*** Opening Passage provided ***
Memory is a complex topic. It has become imperative that we have to design systems that we can trust to a reasonable degree. Reasonable here is because the current state of AI is extremely probablistic. RAG-LLM-Feedback-RAG-Feedforward system looks great on paper and get you good results, but it may not be resilient. May be we need to look at a way to sanitize the loop beyond human-in-the-middle.
Now, back to the blog. Reading the post about Ubuntu CD distribution and installation is really interesting. I remember my father being absolutely flumomxed when I got a big package from overseas. That too from Isle of Man. Despite being a geography buff, I never knew about Isle of Man until then. Even I would have been suspicious of illegal stuff if I got such a package, but my parents somehow had such total trust in me. Something you can never ever buy or replace in your life. Something you only realise when they are gone. Anyways, Linux installation is astoundingly, pretty much the same. Better resolution. Slightly improved partition hell. Good NTFS support. I did use Linux as my primary OS for a few years until Steam drove down the PC game prices, and Windows had to be the main OS. Not to mention an Ubuntu upgrade debacle that left me void of my precious photos thanks to my idiocy of storing photos in a folder under /.
So what is new this year? A side project that involves RAG and vectors. I am reading up and writing some specifications for that project. The memory and feedback loop is something that has stemmed from the research. In my case, feedback loop is not something in the picture. But it is always good to stay ahead of the curve.
May be tad too high a score? Not complaining. Gemini covers the points broadly, but the nuances are not really caught.
*** Closing Passage provided ***
*** Opening Dataset excerpts ***
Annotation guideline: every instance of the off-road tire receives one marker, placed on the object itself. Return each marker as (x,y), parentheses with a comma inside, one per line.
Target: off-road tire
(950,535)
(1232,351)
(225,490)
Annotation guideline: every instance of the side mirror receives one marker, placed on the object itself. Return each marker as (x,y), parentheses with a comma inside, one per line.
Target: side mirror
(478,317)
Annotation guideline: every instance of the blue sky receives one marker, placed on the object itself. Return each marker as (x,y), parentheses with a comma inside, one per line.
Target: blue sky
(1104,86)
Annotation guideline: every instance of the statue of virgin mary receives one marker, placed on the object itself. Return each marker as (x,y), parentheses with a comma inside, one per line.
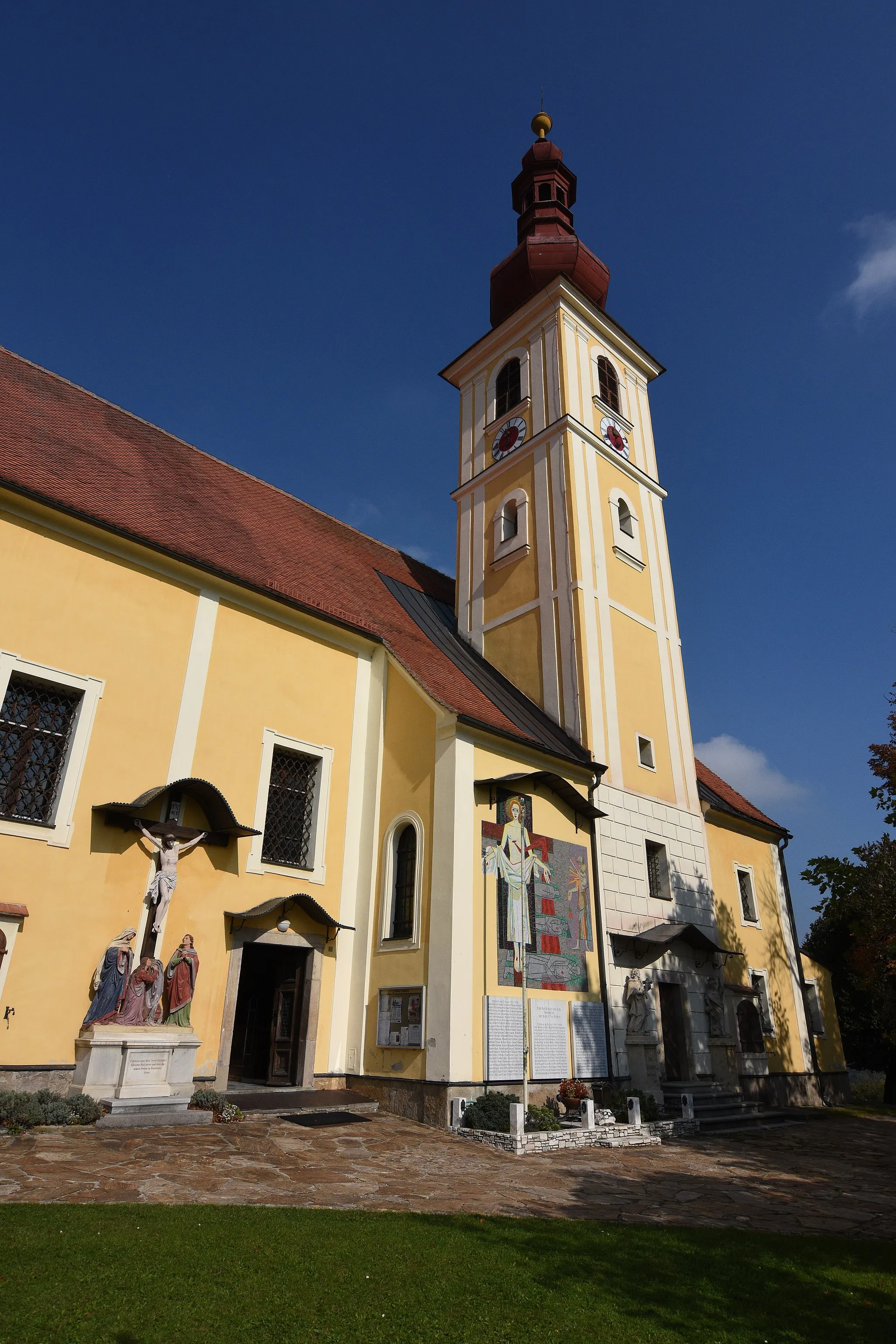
*** Closing Dataset excerpts ***
» To do:
[1] Can you repeat the blog excerpt word for word from "So what is new" to "not really caught."?
[2] Using the blog excerpt, what are the answers to these questions?
(a) Where did the big package the writer received come from?
(b) What made Windows the writer's main OS after a few years of using Linux?
(c) What does the writer's side project this year involve?
These lines have no connection to the blog excerpt.

» Solved problems:
[1]
So what is new this year? A side project that involves RAG and vectors. I am reading up and writing some specifications for that project. The memory and feedback loop is something that has stemmed from the research. In my case, feedback loop is not something in the picture. But it is always good to stay ahead of the curve.
May be tad too high a score? Not complaining. Gemini covers the points broadly, but the nuances are not really caught.

[2]
(a) The Isle of Man.
(b) Steam drove down PC game prices.
(c) RAG and vectors.